- **EXERCISE AIM**
Copy every one of the following items line for line, without changing a single character.

- **EXTRACTED MATERIAL**
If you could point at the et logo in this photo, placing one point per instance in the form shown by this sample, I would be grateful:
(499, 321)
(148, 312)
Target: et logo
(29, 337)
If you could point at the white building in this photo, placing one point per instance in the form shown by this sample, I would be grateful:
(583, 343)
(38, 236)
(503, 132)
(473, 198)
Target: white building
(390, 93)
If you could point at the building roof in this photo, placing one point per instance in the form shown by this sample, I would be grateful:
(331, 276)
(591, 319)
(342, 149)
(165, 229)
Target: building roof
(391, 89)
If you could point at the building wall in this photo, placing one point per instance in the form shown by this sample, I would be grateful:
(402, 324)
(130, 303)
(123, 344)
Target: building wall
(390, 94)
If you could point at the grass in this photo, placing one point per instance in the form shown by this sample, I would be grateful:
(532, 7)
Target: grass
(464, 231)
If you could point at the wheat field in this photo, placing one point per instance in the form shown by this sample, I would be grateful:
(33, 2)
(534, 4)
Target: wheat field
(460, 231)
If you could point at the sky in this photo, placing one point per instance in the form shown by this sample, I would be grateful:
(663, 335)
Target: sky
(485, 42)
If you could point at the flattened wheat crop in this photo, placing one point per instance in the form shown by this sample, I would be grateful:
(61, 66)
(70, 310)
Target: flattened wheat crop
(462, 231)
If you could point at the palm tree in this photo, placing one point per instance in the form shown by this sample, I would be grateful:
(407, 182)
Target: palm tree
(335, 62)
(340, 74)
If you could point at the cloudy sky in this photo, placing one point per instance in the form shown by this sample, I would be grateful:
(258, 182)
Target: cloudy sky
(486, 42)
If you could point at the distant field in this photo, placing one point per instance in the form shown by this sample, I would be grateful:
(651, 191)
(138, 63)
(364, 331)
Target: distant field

- **ANSWER TO THE PROBLEM**
If you could point at the et logo in this photo, placing one point per instance in the form shown by this sample, I would be grateful:
(499, 321)
(148, 312)
Target: et logo
(29, 337)
If you could point at the white building in this photo, placing one point per instance in the form shown by this sample, I would be grateful:
(583, 343)
(38, 236)
(503, 132)
(473, 198)
Target: white building
(390, 93)
If you could point at the building roof in this photo, placing one point per instance in the form shown by this sample, I would be grateful:
(331, 276)
(591, 319)
(342, 149)
(165, 229)
Target: building roof
(391, 89)
If you could point at the building wall in this photo, placing one point per instance in the form shown by this sample, I would be grateful:
(402, 324)
(130, 303)
(123, 344)
Target: building wall
(390, 94)
If you could point at the grass in this photo, placing one point per instance in the form shown by this sample, I would be grateful:
(532, 7)
Target: grass
(464, 231)
If you could point at the wheat field in this photo, placing one point per instance in the form shown by this sample, I would be grateful:
(33, 2)
(534, 4)
Target: wheat field
(460, 231)
If you could point at the sky in this photo, placing one point per instance in the form shown by this sample, I would be grateful:
(663, 335)
Target: sky
(485, 42)
If you could point at the flattened wheat crop in this photo, placing one point per instance in the form shown by this sample, I would be grateful:
(61, 66)
(70, 310)
Target: flattened wheat crop
(462, 231)
If you could point at the palm tree in this photo, placing one point per instance in the form shown by this sample, I would be grateful:
(407, 182)
Target: palm tree
(335, 62)
(340, 74)
If you could point at the cloudy sky in this photo, placing one point per instance in the form shown by this sample, I would be grateful:
(258, 182)
Target: cloudy sky
(486, 42)
If you could point at the distant field in this photo, placing one point per instance in the form shown by this sample, I would be grateful:
(651, 191)
(138, 63)
(364, 331)
Target: distant field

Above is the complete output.